Verilen Görev 1:
Metin bölümüne göre aşağıdaki soruları lütfen yanıtlayın:
(a) Öğrencinin hangi ihtiyaçlarının karşılandığı belirtiliyor?
(b) Türkiye'nin kaç vilayetinden söz ediliyor?
(c) Hangi tarihin "bunun aynı zamanda bileşkesi" olacağı söyleniyor?
Verilen Görev 2: Metin bölümünü "Ülkemizin dört" ile "orada göreceğiz." arasında, ikisi de dahil olmak üzere düzenleyerek yeniden yazın. Bu kısımda "vilayetinde" yerine "ilinde" kullanın.

Metin Bölümü:
____________

Devletimizin imkânları ölçüsünde, çiftçinin ekip biçtiği mahsulün
hakkını veren, köylümüzü yol, su ve diğer altyapı
hizmetlerine kavuşturan, işçinin, memurun alın terini
karşılıksız bırakmayan, emeklinin geçimini ön planda
tutan, öğrencinin eğitim, barınma, yiyecek
ihtiyaçlarını karşılayan, özürlü ve bakıma muhtaç
vatandaşlarımıza destek olan
anlayışımızı, perspektifimizi muhafaza ediyoruz.
Ülkemizin dört
bir tarafına ihtiyaç duyduğu yatırımları götürüyor,
reel kesimi destekliyor, bilime, araştırmaya-geliştirmeye yine
önemli pay ayırıyor, mahallî idarelerimize destek oluyoruz ama bunu
göremeyenler yok mu? Var. Gözü var ama göremiyor. Burada tabii ki bizim bir
şey söyleyecek hâlimiz de yok. Türkiye'nin seksen bir vilayetinde
altyapı yatırımlarından tutunuz, üstyapı
yatırımlarına varıncaya kadar bu yatırımları
çok açık, net görmek isteyen aslında görüyor ama burada, gelip de
bunu söyleyemiyor; kapalı kapılar arkasında bunu söylüyor ama
burada söyleyemiyor. Milletim bunu çok iyi biliyor ve zaten 29 Mart bunun
aynı zamanda bileşkesi olacaktır. Bunu da çok açık, net
orada göreceğiz.

____________

Veri Satırları:
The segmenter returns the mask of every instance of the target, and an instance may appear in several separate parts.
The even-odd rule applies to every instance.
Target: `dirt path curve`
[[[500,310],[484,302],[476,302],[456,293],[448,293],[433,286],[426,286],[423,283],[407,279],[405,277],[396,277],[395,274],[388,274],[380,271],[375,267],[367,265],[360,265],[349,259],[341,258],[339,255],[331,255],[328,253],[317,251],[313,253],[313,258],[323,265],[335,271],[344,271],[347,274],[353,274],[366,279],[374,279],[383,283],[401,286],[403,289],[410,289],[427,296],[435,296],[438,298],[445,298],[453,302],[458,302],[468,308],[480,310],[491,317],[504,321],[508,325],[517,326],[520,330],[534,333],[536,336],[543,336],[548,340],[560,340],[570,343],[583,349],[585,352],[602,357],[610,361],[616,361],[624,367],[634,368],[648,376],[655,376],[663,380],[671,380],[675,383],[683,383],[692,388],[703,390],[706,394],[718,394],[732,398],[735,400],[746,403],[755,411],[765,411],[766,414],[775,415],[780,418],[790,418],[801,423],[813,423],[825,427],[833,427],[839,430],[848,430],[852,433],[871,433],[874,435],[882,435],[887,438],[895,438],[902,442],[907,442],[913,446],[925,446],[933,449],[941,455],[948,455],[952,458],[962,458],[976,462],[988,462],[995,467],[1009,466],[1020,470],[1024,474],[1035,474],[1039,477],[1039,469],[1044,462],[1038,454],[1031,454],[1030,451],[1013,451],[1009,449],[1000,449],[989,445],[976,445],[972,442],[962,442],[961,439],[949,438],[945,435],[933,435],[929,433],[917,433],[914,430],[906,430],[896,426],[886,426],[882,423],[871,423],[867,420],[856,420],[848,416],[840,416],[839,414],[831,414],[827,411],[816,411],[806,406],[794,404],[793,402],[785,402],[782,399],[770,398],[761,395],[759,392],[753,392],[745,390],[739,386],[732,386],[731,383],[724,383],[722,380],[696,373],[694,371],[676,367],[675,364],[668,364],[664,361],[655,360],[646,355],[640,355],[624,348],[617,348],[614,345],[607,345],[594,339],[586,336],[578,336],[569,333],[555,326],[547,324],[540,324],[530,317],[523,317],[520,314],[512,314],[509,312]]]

____________

Görev Yanıtı 1:
(a) Eğitim, barınma ve yiyecek ihtiyaçları.
(b) Seksen bir vilayetinden.
(c) 29 Mart.

Görev Yanıtı 2:
Ülkemizin dört
bir tarafına ihtiyaç duyduğu yatırımları götürüyor,
reel kesimi destekliyor, bilime, araştırmaya-geliştirmeye yine
önemli pay ayırıyor, mahallî idarelerimize destek oluyoruz ama bunu
göremeyenler yok mu? Var. Gözü var ama göremiyor. Burada tabii ki bizim bir
şey söyleyecek hâlimiz de yok. Türkiye'nin seksen bir ilinde
altyapı yatırımlarından tutunuz, üstyapı
yatırımlarına varıncaya kadar bu yatırımları
çok açık, net görmek isteyen aslında görüyor ama burada, gelip de
bunu söyleyemiyor; kapalı kapılar arkasında bunu söylüyor ama
burada söyleyemiyor. Milletim bunu çok iyi biliyor ve zaten 29 Mart bunun
aynı zamanda bileşkesi olacaktır. Bunu da çok açık, net
orada göreceğiz.